━━ DOCUMENT PASSAGE ━━

Things I need to figure out:
-Do I need to file something with somewhere when I turn 37 so I won’t be auto drafted into the military?
-Where is what department and where do I go first once I arrive in TW?

I will do my best to update this as I get going in the process. I still have another 2-3 months before I arrive.

1 Like
#29

Does anyone know if I can get birth certificates, marriage certificates, and other documents translated and notarized in Taiwan? TECO is saying that I can do it in Taiwan (probably so they don’t have to deal with it).

#30

You can use any translator and have the translation certified in Taiwan.

If you need to have the original document certified or notarized first, it may be easier to do that in the country where it was issued.

#31

they know how old you are, so when you become 37, you are automatically dropped from their draftees list. Me think.

#32

ok, sounds good. Will get my docs authenticated by TECO first and bring them to TW for translation. Thanks!

#33

even better!

#34

I would recommend doing that. They might refuse to do some documents or say you need a different version (e.g. long form birth/death certificate vs. short form). Check their website for the details.

#35

I’m currently trying to do the same/similar thing and am still figuring out the process.

If you already plan to pass your documents through TECO, couldn’t you include the translations and save the additional step in TW? That’s how I did it. (my parents did the translating) You end up with both versions together under a stamped cover letter. Maybe each TECO is different - we were in the zone covered by DC.

So far I haven’t run into any problems but I haven’t applied for the TARC yet.

#36

Well, of all the TECO offices I’ve dealt with so far (Houston, Atlanta, and DC) the ones who are supposed to authenticate my translations (Houston and Atlanta) are forever trying to push that responsibility to someone else. I’m tired of arguing with someone about what they should/are supposed to do as a service (and getting paid). Only the DC office was the nicest and most professional I’ve dealt with so far. Wish I were under their jurisdiction.

━━━

**PARTS OF THE EXERCISE:**
[1] Write out word for word the part of the forum thread that opens with the words containing "-Where is what" and closes with "certified in Taiwan.".
[2] Answer these questions from the forum thread:
(a) How many more months does the writer of the opening list say remain before arriving?
(b) Which TECO office covered the zone of the writer who included translations when passing documents through TECO?
(c) At what age does one writer believe a person is automatically dropped from the draftees list?
[3] List every TECO office named by location in the forum thread.

━━ DATA EXTRACTS ━━

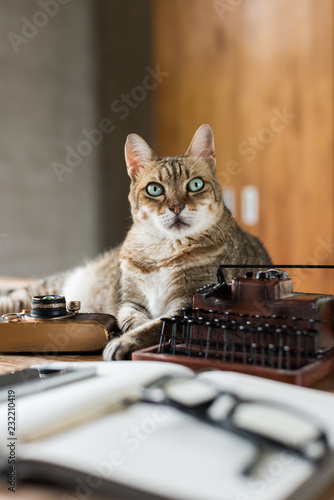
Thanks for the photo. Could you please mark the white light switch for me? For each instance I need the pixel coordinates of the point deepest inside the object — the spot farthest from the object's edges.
(229, 198)
(250, 205)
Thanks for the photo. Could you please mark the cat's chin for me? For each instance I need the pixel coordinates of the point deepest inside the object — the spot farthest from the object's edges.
(179, 225)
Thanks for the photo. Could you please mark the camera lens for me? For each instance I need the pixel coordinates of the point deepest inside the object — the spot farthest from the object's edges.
(48, 306)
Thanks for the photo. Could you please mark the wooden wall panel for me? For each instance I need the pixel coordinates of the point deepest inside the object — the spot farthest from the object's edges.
(261, 74)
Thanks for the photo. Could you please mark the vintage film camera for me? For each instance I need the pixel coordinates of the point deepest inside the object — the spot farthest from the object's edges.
(257, 325)
(52, 326)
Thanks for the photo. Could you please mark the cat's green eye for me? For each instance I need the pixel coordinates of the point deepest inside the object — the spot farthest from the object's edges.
(195, 185)
(154, 189)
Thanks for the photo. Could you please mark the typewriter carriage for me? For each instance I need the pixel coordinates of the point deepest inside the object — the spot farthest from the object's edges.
(256, 324)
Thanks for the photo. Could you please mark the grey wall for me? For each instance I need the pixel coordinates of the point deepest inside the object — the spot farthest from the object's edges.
(61, 81)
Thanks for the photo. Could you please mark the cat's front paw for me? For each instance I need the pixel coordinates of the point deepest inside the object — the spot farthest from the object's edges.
(120, 348)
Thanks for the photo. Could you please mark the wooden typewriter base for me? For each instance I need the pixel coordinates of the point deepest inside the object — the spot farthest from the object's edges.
(305, 376)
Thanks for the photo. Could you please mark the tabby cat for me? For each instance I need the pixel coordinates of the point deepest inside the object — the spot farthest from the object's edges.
(181, 232)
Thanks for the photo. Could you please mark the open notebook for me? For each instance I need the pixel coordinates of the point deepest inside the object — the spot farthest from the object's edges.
(148, 451)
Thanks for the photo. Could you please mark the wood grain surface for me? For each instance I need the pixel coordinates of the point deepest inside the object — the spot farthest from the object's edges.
(261, 74)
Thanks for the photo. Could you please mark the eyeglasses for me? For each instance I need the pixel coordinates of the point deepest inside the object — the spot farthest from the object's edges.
(264, 423)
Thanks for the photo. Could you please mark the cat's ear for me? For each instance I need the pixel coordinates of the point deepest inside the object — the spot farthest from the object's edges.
(137, 155)
(203, 146)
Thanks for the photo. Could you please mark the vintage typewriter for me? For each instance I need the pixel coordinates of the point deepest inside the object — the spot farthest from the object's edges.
(256, 325)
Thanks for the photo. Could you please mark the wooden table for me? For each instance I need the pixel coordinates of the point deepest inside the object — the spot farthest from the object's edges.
(9, 363)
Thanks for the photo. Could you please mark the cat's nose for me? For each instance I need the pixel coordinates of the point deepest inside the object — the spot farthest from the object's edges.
(176, 209)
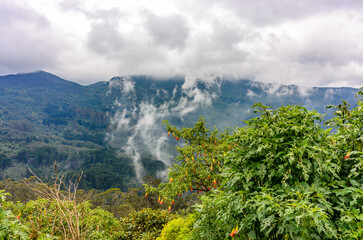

━━━

**COMPLETED EXERCISE:**
[1]
-Where is what department and where do I go first once I arrive in TW?

I will do my best to update this as I get going in the process. I still have another 2-3 months before I arrive.

1 Like
#29

Does anyone know if I can get birth certificates, marriage certificates, and other documents translated and notarized in Taiwan? TECO is saying that I can do it in Taiwan (probably so they don’t have to deal with it).

#30

You can use any translator and have the translation certified in Taiwan.

[2]
(a) 2-3 months
(b) DC
(c) 37

[3] Houston, Atlanta, DC